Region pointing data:
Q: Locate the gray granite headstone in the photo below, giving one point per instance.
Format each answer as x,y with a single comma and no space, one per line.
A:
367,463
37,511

- _Task requirements_: Write out each line exactly, beginning at the one with "Format each answer" and ending at the final line of the records above, with nothing added.

- _Your response_:
Format each answer as x,y with a single comma and no space, one per line.
A:
367,463
37,511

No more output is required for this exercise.